>> BEGIN Stored records
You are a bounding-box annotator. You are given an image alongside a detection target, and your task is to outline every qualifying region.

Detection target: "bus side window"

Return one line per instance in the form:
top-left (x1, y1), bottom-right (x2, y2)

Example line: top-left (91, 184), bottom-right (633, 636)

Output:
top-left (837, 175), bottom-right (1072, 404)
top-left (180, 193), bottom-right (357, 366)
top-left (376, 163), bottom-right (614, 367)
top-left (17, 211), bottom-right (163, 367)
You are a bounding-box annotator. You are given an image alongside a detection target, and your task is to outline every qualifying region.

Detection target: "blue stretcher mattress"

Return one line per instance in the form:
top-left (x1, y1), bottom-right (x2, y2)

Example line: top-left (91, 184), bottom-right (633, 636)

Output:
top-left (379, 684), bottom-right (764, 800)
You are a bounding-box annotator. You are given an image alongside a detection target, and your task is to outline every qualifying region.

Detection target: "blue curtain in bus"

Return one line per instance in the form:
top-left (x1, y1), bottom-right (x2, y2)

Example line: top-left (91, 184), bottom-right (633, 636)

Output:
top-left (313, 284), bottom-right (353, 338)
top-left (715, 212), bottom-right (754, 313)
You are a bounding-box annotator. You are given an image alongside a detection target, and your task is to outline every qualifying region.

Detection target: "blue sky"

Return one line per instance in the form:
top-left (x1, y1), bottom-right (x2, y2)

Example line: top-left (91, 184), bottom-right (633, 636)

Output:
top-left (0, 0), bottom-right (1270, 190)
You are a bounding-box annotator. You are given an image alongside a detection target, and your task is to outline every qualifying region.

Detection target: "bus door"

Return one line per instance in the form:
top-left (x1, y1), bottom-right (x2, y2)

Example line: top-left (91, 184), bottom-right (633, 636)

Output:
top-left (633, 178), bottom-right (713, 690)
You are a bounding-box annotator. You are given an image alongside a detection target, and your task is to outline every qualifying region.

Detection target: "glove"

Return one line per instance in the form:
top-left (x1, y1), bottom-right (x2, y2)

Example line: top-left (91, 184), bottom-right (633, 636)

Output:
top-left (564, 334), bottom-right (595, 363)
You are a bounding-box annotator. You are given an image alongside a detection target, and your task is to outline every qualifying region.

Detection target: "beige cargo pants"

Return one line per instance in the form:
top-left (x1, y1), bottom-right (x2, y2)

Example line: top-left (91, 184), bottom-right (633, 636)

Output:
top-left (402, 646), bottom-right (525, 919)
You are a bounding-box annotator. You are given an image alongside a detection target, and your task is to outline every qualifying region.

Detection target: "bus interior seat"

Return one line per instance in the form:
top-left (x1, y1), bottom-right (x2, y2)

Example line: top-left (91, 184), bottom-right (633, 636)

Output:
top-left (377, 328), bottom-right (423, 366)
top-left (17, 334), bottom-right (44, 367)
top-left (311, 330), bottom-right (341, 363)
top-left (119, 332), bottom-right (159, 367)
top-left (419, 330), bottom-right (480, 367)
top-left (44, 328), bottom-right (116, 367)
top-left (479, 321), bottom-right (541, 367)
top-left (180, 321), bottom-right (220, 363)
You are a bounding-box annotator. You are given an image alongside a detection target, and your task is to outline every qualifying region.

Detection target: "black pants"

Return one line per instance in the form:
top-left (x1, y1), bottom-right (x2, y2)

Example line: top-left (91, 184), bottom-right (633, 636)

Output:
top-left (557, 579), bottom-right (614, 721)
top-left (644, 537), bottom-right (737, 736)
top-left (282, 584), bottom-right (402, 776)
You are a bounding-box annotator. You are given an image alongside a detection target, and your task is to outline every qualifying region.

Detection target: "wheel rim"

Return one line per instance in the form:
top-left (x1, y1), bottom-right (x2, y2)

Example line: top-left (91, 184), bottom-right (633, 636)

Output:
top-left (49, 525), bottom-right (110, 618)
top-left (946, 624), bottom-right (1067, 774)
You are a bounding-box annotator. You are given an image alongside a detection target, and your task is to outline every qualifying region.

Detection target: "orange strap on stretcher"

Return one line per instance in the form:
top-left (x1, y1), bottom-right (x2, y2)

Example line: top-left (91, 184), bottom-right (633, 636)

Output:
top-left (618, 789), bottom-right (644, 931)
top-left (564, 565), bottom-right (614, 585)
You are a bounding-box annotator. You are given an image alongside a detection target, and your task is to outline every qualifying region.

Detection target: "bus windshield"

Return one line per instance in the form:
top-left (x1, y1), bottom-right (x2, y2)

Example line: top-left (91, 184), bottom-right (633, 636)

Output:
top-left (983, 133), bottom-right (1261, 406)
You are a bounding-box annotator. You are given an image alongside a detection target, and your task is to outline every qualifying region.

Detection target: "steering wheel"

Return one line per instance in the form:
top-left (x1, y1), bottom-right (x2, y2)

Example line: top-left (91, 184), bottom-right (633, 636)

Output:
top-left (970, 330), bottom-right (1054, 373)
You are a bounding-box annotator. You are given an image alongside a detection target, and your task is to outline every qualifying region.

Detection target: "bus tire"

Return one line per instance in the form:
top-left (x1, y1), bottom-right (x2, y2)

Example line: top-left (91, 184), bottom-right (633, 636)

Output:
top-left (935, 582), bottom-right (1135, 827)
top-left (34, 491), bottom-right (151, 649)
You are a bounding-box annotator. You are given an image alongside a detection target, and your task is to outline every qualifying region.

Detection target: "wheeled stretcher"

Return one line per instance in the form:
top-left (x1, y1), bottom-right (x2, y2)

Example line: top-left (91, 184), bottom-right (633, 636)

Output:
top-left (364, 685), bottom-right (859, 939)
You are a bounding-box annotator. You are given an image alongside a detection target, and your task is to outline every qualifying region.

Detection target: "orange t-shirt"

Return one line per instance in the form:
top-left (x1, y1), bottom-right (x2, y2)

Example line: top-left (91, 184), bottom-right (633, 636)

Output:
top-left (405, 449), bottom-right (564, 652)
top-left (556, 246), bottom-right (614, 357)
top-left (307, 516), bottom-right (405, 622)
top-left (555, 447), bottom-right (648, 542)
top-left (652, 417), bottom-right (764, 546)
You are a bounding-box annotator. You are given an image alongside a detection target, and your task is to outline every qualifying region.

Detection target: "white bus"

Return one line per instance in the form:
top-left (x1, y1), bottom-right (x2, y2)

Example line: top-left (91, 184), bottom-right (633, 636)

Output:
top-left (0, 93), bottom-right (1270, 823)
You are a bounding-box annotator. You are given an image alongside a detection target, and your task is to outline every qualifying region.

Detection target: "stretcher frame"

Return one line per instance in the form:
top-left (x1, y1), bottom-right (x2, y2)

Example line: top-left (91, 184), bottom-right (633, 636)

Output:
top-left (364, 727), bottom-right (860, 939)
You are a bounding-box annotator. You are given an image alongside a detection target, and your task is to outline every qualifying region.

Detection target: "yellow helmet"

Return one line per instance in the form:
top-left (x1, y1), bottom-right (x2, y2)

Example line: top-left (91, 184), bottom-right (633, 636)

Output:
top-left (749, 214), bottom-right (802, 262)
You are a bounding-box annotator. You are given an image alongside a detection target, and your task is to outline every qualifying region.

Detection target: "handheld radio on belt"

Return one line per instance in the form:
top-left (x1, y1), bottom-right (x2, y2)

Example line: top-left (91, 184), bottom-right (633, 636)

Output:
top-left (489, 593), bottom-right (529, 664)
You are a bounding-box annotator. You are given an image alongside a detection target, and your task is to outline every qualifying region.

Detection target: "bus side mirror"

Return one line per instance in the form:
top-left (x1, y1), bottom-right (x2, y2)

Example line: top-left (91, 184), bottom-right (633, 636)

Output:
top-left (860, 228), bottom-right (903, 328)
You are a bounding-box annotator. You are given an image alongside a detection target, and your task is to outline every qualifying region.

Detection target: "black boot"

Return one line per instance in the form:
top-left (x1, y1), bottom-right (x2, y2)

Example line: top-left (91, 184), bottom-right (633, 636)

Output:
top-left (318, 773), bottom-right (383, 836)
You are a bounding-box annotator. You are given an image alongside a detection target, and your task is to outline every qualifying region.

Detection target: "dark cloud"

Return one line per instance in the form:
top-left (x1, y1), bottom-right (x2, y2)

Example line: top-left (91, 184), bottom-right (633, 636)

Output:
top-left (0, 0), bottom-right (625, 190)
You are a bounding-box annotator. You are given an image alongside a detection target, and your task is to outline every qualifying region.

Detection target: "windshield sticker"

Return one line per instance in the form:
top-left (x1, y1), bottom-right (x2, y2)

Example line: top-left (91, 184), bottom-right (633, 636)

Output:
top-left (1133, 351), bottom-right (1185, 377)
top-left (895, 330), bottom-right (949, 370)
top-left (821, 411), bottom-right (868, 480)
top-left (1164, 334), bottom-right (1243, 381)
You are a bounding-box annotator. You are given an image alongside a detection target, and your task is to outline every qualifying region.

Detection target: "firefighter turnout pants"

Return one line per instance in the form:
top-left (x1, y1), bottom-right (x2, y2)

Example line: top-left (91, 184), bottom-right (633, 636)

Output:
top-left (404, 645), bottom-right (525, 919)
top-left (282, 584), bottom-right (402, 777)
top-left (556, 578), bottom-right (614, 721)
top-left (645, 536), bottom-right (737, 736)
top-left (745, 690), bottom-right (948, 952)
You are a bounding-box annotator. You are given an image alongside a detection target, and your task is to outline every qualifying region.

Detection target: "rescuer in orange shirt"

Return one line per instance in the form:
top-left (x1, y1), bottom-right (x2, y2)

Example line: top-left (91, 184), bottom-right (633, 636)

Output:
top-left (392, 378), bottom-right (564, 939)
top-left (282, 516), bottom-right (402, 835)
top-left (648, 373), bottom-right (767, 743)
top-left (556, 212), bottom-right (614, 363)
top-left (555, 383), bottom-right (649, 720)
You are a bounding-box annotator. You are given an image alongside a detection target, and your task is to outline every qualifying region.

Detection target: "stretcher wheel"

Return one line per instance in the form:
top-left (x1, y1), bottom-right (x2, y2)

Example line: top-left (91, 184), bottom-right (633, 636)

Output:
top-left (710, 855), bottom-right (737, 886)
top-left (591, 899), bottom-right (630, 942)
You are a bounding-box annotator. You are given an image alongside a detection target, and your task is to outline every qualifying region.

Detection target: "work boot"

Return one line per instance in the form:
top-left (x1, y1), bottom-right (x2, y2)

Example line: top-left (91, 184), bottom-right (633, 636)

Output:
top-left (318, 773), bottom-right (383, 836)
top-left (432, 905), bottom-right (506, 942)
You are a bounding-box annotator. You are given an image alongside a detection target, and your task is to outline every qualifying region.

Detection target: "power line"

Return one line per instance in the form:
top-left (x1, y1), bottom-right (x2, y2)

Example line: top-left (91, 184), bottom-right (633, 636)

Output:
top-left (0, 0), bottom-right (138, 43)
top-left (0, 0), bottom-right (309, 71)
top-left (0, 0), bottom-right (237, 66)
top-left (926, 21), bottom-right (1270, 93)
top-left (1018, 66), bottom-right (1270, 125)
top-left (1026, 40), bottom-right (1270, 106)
>> END Stored records
## Directions
Identify every line in the rows above that contains the string "shirt", and copy each one. The match is case-sensitive.

## Exercise solution
Detection target: "orange t-shirt"
Detection target: "rescuer in orange shirt"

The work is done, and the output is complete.